[Dataset entries]
= Beginning of Section =

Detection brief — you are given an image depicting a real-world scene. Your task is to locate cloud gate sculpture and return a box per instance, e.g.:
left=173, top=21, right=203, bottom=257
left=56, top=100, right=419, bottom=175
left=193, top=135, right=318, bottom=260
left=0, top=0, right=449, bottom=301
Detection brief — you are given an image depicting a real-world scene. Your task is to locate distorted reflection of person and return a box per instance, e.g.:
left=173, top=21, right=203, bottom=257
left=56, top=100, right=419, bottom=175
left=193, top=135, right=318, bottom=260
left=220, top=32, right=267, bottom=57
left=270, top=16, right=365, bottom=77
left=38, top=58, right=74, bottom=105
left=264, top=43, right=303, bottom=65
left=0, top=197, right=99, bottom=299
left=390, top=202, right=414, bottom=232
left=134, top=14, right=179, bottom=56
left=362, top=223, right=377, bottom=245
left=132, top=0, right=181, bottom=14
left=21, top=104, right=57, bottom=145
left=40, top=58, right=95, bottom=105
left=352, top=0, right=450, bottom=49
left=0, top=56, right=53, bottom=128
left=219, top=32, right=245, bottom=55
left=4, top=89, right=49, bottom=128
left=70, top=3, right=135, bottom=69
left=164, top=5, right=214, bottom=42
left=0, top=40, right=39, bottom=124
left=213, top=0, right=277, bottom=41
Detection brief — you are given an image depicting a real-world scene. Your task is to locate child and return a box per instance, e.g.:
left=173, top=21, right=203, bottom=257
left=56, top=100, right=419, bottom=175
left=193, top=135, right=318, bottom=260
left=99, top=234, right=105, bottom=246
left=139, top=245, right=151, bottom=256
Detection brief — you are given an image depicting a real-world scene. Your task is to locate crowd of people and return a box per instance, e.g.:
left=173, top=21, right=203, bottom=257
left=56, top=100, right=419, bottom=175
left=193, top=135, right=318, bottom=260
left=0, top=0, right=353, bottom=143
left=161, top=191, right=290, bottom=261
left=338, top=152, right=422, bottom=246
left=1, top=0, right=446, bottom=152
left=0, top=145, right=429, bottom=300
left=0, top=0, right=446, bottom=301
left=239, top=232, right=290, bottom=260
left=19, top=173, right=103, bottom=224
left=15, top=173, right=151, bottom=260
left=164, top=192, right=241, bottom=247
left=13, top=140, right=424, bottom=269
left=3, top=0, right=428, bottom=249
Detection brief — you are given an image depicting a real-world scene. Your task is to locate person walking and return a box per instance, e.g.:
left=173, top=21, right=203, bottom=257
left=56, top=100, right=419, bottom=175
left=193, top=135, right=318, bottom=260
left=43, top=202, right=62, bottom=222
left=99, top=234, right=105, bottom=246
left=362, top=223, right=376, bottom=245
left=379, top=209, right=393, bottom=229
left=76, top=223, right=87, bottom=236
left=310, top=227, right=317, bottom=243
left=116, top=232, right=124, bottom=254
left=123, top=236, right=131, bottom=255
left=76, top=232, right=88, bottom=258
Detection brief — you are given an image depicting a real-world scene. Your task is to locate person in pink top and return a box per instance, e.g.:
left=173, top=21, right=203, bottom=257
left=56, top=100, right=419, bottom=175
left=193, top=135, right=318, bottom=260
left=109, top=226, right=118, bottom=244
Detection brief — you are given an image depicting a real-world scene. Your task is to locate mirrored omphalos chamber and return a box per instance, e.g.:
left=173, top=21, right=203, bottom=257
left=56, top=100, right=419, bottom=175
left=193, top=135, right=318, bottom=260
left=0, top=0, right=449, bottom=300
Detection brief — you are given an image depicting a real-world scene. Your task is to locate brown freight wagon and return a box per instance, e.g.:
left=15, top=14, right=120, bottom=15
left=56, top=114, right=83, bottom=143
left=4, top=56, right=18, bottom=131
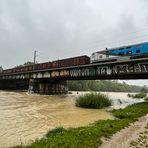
left=15, top=65, right=32, bottom=73
left=51, top=55, right=90, bottom=68
left=34, top=62, right=52, bottom=71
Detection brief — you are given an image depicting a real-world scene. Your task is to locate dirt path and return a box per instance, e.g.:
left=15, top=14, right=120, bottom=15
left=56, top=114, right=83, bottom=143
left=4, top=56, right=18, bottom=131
left=100, top=114, right=148, bottom=148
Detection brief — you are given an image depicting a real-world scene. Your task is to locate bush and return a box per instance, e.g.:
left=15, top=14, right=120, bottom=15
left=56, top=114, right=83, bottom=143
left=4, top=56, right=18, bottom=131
left=75, top=93, right=112, bottom=109
left=144, top=97, right=148, bottom=101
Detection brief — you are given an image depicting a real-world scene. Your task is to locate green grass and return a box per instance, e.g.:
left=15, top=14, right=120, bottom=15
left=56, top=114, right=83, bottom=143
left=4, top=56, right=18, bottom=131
left=112, top=102, right=148, bottom=119
left=13, top=102, right=148, bottom=148
left=75, top=93, right=112, bottom=109
left=128, top=92, right=147, bottom=98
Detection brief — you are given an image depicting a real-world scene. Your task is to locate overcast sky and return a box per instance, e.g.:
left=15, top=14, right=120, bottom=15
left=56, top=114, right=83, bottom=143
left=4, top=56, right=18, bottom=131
left=0, top=0, right=148, bottom=86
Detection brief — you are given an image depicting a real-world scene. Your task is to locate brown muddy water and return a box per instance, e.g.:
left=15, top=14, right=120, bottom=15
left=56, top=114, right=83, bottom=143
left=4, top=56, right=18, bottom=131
left=0, top=91, right=114, bottom=147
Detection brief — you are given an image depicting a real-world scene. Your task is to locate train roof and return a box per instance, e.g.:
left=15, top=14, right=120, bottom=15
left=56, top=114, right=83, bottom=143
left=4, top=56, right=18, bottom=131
left=108, top=41, right=148, bottom=51
left=92, top=41, right=148, bottom=54
left=52, top=55, right=89, bottom=62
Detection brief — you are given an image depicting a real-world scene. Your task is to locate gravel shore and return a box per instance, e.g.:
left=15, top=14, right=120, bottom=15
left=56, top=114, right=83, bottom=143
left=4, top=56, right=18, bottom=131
left=100, top=114, right=148, bottom=148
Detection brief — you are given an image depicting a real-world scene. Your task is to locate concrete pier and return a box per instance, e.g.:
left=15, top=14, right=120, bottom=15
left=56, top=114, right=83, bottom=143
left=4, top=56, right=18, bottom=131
left=28, top=79, right=68, bottom=95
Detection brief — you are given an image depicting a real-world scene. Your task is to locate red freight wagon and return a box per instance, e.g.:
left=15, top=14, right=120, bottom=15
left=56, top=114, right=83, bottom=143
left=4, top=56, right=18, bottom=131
left=51, top=55, right=90, bottom=68
left=28, top=65, right=33, bottom=71
left=15, top=66, right=27, bottom=73
left=35, top=62, right=51, bottom=71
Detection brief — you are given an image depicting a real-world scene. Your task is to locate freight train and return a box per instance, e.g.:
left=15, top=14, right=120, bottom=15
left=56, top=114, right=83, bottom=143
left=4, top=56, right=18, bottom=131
left=0, top=55, right=90, bottom=75
left=1, top=42, right=148, bottom=75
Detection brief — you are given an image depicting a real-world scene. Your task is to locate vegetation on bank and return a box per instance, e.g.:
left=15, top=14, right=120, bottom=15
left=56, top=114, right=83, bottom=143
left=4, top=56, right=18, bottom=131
left=128, top=92, right=147, bottom=98
left=13, top=102, right=148, bottom=148
left=75, top=93, right=112, bottom=109
left=145, top=97, right=148, bottom=101
left=68, top=80, right=147, bottom=92
left=128, top=87, right=147, bottom=99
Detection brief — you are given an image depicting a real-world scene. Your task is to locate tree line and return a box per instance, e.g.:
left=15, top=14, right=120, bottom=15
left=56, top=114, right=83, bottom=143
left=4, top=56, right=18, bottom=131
left=67, top=80, right=147, bottom=92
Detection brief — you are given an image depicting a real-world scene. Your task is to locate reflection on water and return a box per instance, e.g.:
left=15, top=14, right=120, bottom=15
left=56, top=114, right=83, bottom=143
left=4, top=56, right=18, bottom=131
left=0, top=91, right=114, bottom=147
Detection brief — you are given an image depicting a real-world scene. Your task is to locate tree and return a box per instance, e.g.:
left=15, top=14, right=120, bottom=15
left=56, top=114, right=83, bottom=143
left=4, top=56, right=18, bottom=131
left=67, top=80, right=142, bottom=92
left=15, top=61, right=34, bottom=68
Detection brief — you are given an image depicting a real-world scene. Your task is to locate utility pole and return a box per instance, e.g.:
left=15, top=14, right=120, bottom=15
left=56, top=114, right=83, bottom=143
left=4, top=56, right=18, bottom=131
left=34, top=50, right=37, bottom=64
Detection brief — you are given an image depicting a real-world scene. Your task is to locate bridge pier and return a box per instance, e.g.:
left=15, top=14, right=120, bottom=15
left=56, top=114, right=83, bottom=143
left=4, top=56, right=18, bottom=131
left=29, top=79, right=68, bottom=95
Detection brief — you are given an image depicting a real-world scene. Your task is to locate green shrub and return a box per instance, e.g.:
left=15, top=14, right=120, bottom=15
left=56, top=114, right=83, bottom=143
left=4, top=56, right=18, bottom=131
left=75, top=93, right=112, bottom=109
left=144, top=97, right=148, bottom=101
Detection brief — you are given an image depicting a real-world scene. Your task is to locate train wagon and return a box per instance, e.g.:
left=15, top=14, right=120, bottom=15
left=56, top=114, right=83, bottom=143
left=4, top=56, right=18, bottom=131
left=51, top=55, right=90, bottom=68
left=15, top=66, right=29, bottom=73
left=34, top=62, right=52, bottom=71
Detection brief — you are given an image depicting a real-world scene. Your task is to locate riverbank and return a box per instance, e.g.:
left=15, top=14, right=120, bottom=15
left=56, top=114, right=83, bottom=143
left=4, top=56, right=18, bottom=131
left=14, top=102, right=148, bottom=148
left=100, top=114, right=148, bottom=148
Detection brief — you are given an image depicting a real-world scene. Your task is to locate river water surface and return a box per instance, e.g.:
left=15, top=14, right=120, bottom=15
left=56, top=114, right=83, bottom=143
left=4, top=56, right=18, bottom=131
left=0, top=91, right=144, bottom=147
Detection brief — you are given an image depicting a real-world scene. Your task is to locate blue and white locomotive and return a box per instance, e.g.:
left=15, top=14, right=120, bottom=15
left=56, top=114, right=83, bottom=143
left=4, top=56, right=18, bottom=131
left=90, top=42, right=148, bottom=63
left=107, top=42, right=148, bottom=56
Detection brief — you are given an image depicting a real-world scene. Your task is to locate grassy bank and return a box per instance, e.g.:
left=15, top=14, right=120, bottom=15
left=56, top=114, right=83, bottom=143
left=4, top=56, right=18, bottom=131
left=13, top=102, right=148, bottom=148
left=75, top=93, right=112, bottom=109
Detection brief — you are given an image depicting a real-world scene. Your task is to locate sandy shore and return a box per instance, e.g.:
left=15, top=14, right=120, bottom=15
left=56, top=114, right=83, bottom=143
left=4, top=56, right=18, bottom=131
left=100, top=114, right=148, bottom=148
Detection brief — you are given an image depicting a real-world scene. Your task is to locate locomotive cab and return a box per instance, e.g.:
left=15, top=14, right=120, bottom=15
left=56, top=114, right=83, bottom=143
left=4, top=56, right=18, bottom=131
left=90, top=52, right=117, bottom=63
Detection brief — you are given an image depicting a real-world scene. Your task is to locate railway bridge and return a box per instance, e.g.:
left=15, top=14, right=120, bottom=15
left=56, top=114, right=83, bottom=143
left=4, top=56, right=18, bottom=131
left=0, top=57, right=148, bottom=94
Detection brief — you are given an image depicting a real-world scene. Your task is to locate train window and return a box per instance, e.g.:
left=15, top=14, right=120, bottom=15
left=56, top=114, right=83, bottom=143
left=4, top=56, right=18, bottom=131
left=119, top=48, right=124, bottom=50
left=136, top=49, right=140, bottom=53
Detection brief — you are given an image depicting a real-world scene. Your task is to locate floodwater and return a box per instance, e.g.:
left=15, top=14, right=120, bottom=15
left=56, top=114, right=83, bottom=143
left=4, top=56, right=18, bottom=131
left=0, top=91, right=144, bottom=147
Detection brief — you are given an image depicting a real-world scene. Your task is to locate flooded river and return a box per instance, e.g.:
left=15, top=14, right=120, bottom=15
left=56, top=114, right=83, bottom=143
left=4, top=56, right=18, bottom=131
left=0, top=91, right=144, bottom=147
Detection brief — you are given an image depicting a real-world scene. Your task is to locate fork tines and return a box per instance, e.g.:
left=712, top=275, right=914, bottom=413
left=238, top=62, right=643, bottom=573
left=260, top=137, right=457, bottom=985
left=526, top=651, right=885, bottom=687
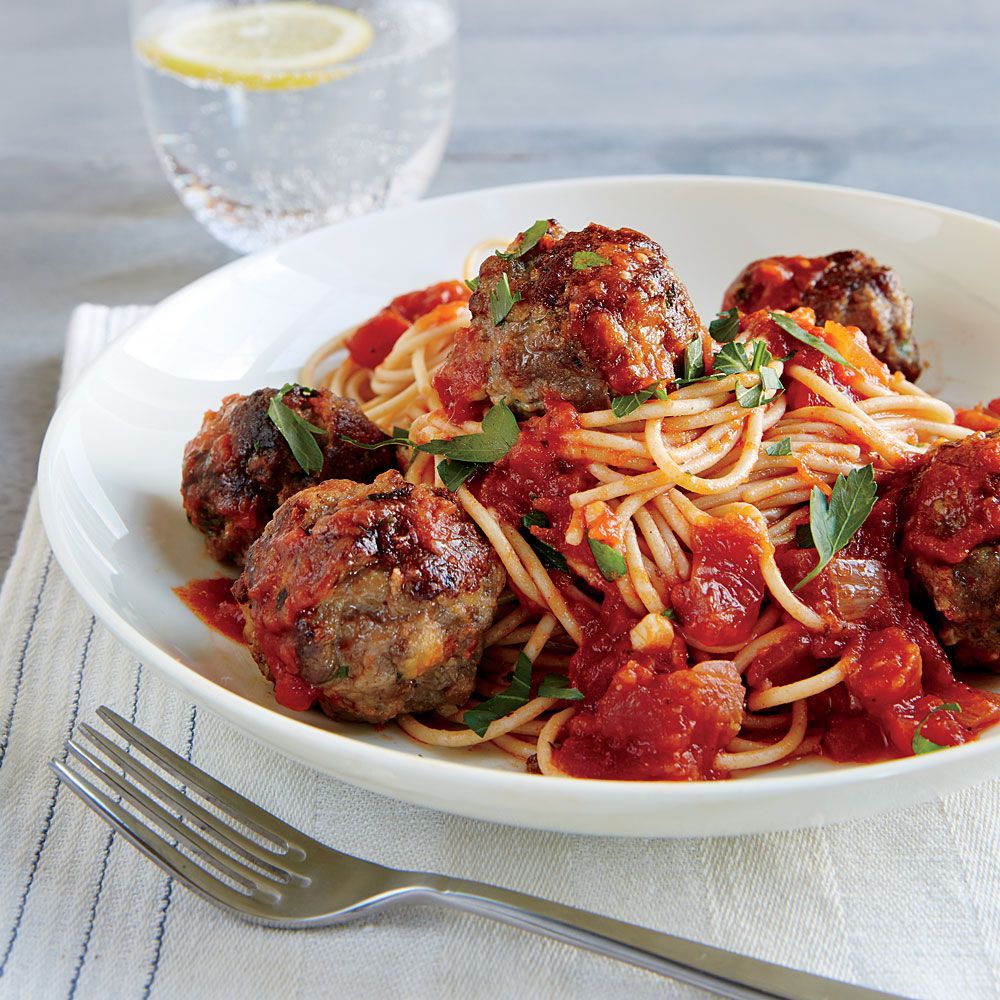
left=51, top=707, right=310, bottom=914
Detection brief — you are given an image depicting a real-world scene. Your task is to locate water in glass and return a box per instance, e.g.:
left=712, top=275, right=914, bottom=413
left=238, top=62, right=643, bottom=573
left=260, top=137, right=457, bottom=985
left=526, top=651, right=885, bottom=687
left=132, top=0, right=456, bottom=253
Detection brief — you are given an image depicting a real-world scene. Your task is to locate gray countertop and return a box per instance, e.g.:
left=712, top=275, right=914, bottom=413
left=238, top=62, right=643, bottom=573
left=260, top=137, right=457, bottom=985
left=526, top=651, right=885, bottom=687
left=3, top=0, right=998, bottom=575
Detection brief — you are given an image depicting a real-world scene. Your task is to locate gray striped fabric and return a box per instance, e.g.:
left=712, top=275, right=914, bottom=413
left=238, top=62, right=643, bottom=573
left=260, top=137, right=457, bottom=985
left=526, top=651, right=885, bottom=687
left=1, top=306, right=998, bottom=1000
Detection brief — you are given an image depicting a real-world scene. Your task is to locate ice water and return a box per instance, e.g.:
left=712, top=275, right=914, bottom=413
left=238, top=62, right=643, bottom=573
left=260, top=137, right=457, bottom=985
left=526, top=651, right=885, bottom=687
left=133, top=1, right=456, bottom=253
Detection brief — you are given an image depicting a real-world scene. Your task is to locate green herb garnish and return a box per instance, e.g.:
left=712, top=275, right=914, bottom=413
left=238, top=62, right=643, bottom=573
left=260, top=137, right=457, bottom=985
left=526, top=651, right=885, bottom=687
left=587, top=535, right=627, bottom=581
left=768, top=311, right=857, bottom=372
left=537, top=674, right=585, bottom=700
left=332, top=664, right=350, bottom=679
left=341, top=426, right=412, bottom=451
left=709, top=341, right=784, bottom=408
left=267, top=384, right=327, bottom=475
left=341, top=402, right=519, bottom=492
left=912, top=702, right=962, bottom=755
left=490, top=273, right=521, bottom=325
left=521, top=510, right=569, bottom=573
left=765, top=437, right=792, bottom=457
left=465, top=277, right=479, bottom=293
left=794, top=465, right=877, bottom=590
left=709, top=307, right=740, bottom=343
left=464, top=652, right=534, bottom=737
left=661, top=608, right=678, bottom=621
left=572, top=250, right=611, bottom=270
left=682, top=336, right=705, bottom=383
left=496, top=220, right=548, bottom=260
left=418, top=399, right=519, bottom=463
left=610, top=383, right=669, bottom=418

= End of Section =

From the entries above, say how many lines contain "pier". Only the number is wanted.

RESULT BELOW: 2